[What you need to do]:
Nothing in the entries may change when they are transcribed.

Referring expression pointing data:
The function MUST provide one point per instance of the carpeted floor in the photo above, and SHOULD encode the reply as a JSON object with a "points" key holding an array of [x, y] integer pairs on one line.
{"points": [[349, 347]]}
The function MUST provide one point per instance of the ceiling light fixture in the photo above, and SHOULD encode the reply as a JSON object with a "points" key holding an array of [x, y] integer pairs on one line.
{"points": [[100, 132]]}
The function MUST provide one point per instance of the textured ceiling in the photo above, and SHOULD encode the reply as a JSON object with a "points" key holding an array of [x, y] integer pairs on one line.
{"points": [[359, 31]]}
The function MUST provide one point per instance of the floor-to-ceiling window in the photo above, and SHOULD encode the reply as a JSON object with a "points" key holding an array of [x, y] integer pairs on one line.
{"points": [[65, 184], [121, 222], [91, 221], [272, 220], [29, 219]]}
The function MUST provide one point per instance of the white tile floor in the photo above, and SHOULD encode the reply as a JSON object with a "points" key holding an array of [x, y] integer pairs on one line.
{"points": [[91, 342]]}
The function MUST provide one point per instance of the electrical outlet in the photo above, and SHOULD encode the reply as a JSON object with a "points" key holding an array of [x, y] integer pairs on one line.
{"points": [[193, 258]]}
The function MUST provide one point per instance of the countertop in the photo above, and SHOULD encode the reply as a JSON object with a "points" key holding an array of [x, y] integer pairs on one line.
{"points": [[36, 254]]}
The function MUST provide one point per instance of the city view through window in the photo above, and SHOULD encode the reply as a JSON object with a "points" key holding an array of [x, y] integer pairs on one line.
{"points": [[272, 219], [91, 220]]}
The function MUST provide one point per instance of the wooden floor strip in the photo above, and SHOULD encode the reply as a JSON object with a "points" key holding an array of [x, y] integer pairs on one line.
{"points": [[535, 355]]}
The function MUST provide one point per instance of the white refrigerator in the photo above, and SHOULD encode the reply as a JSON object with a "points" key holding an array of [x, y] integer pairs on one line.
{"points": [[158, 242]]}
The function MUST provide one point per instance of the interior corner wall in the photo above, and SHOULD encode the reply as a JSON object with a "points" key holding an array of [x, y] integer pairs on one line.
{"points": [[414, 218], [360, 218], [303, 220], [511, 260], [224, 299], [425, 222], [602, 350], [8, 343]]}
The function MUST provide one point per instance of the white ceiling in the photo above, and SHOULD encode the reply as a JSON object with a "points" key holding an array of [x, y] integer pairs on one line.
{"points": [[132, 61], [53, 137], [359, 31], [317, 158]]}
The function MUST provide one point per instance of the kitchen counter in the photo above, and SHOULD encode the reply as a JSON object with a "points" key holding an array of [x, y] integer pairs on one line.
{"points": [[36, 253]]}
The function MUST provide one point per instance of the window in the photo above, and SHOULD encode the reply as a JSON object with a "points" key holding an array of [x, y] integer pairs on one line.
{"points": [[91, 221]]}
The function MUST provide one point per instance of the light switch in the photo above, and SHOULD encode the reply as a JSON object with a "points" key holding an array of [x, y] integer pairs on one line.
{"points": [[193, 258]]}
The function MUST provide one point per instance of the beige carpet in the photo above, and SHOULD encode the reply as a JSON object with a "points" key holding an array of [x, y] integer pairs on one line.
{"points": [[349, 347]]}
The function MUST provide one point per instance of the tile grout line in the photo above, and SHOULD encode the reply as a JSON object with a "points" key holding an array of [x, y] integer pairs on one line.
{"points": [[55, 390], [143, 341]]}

[Answer to this exercise]:
The function MUST provide one point per instance of the carpeted floor in the photo above, and SHOULD encode the reply as a JSON object with a "points" key holding an array of [x, y] integer pairs on one line.
{"points": [[349, 347]]}
The function MUST provide one point per instance of the ceiling light fixture in the photo above, and SHOULD encode the reply as a JSON object with a "points" key holding an array of [x, y] integer pairs on one line.
{"points": [[100, 132]]}
The function MUST provide one point per instance of the textured ceiling in the photo above, and SHOULD encode the reply as a JSON object with a "points" key holding an array of [x, y] integer pairs on one line.
{"points": [[359, 31]]}
The function MUST provide one point per instance of the floor-to-ceiling window in the photo above, and SHOULD encode the reply as a JSON object with a "points" key holding an array of [x, y] integer pairs on one line.
{"points": [[65, 184], [121, 222], [91, 221], [272, 220], [29, 219]]}
The function MUST provide one point per instance of the white tile floor in the photo above, and SHOULD encode the reply as a JSON object with a "points" key holding an array of [x, y] integer pairs on one line.
{"points": [[91, 342]]}
The function MUST provide one point per instance of the electrical outlet in the photo above, and SHOULD encode the reply as a JSON object with a "points" key holding an array of [x, y] integer pairs on one line.
{"points": [[193, 258]]}
The function MUST provide one point per instance of the countertop in the photo above, and SHOULD encode the reply as a JSON object with a "points" key holding an array of [x, y] integer pairs on one line.
{"points": [[36, 254]]}
The function MUST provide one point per instance of the city view through window in the photo above, and SHOULD encode the reply as a JSON object with a "points" key holding an array of [x, y] integer pairs on one line.
{"points": [[272, 219], [91, 220]]}
The function MUST provide one point per instance of the wooden floor strip in the photo above, and SHOULD encode the reply as a JSON object with a "points" key holding an array of [x, y] integer pairs on one line.
{"points": [[535, 355]]}
The function MUST provide one point per instance of the white refrigerator in the photo above, and SHOULD encode the reply as a JSON object with a "points" key holding an array of [x, y] integer pairs on one line.
{"points": [[158, 242]]}
The function MUST provide one point per instance of the interior corner wall in the photo above, and SHOULD encode the reply as a JSON object with a "points" key holding an array of [x, y] integer pairs on one line.
{"points": [[414, 218], [360, 218], [303, 220], [511, 260], [224, 299], [425, 222], [602, 350], [8, 343]]}
The function MUST provide one point per instance of the white ceiling in the photo above, and SHOULD encode the reply as a JSON object with a "points" key holding an array of [x, y] integer pairs on one line.
{"points": [[132, 61], [53, 137], [359, 31], [317, 158]]}
The function MUST provide one point per instance of the kitchen counter in the photo above, and SHOULD encode the reply as a JSON object with a "points" key holding an array of [x, y] integer pairs on one line.
{"points": [[36, 253]]}
The function MUST provide one point per instance of the window in the photo above, and SHOULD encode the reply as a JSON object with a "points" key holding an array of [x, y] integer pairs on one line.
{"points": [[91, 221]]}
The function MUST provide one point per instance of the light switch in the photo above, and SHOULD encode the reply as a JSON object with a "points" key holding an array of [x, y] integer pairs on one line.
{"points": [[193, 258]]}
The function MUST provide one point per instance of the beige carpet in the photo above, and SHOULD encode the reply as a JSON object with a "points" key holding an array of [x, y] integer pairs on one line.
{"points": [[349, 347]]}
The function MUST provide one point per instance of the tile grout line in the photo above, and SHOULD encode the reply as a JSON object with a "points" key holding an array of [x, y] integer pairs on one line.
{"points": [[55, 390], [143, 341]]}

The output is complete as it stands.